Ever dress up as a hobo for Halloween? Yep, me too. Hobos and pirates. Love em, can't get enough of em.
Sure I went through a phase where I wanted to grow up to be a marine biologist, but that was fleeting. Secretly...and sometimes I would brave the answer when asked what do you want to be when you grow up? A hobo. A pirate. An artist.
The three were always shocking and always intertwined in my childs mind.
Hobos were free. They rode trains, carved wood, sang songs and lived outside! A life of adventure. I loved dressing up as a hobo. The long stick, a handkercheif tied with snacks at the end, raggedy clothes a dirty filthy face...these were the stereotypes and they filled me with dreams of exotic places and crazy characters. No wonder I grew up to be an artist.
Since I was about 18, I have focused any volunteer work I've done around people who live outside( the "homeless" to the squares), usually doing something related to literacy programs for street kids.
People who live outside have it all figured out. Find some money, hang out with your friends, share some meals, stay safe and avoid the Man.
What else does one need to have a rich stress free life?
Often people felt sorry for the American Depression forced men to travel for work. Today, a general trend of thinking is that people who live outside are mentally ill, or waiting for that one lucky break to join back into the ranks of upstanding society=...earn money and give it to wealthy people and buy some food. You know you are of sound mind and body when you slave forty hours a week to feed your self, your kids, and pay for politicians to play their little games.
But in a world of insane workers subsidizing insane world leaders...are the humble people who live outside without the burden of society really crazy? CRazy like the disenfranchized hobos of the American Depression?Well, they get treated as if they are...less than zero...

INFORMATION PROVIDED
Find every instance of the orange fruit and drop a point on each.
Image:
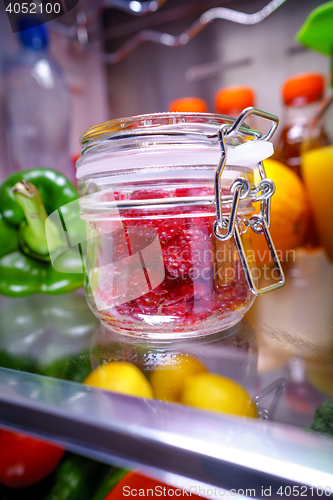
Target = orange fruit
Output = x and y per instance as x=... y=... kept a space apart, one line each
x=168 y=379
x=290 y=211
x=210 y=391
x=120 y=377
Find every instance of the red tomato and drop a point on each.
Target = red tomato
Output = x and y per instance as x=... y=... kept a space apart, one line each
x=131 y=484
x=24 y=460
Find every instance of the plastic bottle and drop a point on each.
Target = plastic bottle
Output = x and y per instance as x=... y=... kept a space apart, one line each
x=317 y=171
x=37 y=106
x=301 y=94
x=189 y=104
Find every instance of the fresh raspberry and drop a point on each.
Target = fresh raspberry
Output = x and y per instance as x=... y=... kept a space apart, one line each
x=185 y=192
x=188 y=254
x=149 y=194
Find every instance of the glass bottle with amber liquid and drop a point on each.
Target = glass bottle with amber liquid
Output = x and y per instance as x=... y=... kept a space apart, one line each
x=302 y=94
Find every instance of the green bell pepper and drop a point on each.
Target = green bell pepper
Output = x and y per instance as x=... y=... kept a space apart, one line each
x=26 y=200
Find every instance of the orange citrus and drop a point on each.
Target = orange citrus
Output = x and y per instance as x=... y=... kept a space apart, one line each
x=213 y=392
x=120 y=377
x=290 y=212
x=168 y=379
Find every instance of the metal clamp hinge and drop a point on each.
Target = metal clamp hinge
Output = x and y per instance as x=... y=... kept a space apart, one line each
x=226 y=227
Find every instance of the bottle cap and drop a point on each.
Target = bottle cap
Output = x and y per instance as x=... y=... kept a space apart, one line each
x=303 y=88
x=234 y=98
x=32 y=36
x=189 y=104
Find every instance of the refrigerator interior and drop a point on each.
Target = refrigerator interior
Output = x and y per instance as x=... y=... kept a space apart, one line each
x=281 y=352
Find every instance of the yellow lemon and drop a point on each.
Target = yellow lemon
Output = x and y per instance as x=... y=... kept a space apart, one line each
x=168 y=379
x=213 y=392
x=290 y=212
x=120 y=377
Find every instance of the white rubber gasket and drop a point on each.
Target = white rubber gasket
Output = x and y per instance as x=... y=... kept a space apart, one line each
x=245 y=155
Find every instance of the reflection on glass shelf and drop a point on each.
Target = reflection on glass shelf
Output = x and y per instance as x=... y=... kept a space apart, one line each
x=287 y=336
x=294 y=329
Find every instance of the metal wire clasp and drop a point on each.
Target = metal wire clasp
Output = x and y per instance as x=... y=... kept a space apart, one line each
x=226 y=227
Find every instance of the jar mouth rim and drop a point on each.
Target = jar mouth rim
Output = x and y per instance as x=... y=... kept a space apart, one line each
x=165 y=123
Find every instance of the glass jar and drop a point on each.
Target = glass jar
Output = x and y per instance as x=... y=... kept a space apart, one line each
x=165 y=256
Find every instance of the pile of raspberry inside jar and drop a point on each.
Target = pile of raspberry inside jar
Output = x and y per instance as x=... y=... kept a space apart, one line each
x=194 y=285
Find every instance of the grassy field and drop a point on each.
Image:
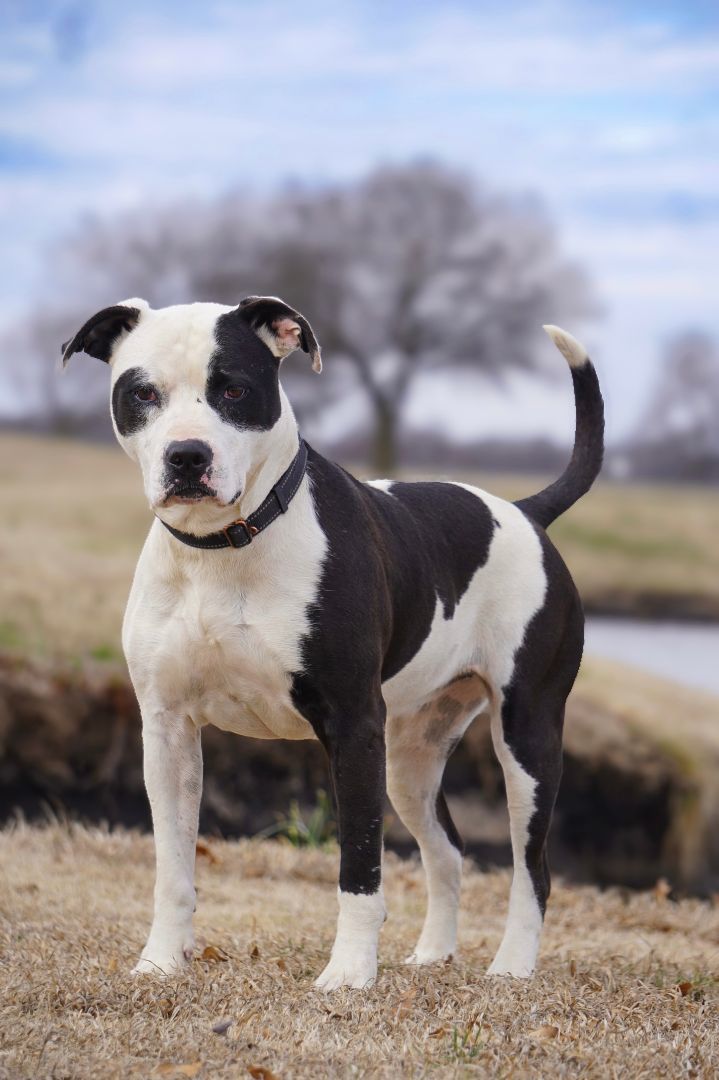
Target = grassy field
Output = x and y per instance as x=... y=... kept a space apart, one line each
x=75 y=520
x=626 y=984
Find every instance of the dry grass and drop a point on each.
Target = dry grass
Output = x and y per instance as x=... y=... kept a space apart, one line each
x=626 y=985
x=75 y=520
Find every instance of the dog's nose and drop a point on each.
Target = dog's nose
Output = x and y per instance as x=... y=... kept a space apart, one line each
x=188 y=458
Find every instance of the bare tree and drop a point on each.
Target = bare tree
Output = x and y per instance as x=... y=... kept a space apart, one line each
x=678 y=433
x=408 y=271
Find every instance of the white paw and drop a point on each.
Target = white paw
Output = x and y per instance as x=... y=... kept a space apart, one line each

TASK BRIEF
In the post about hobos, what three things did the writer sometimes say when asked what they wanted to be when they grew up?

RESPONSE
A hobo, a pirate, and an artist.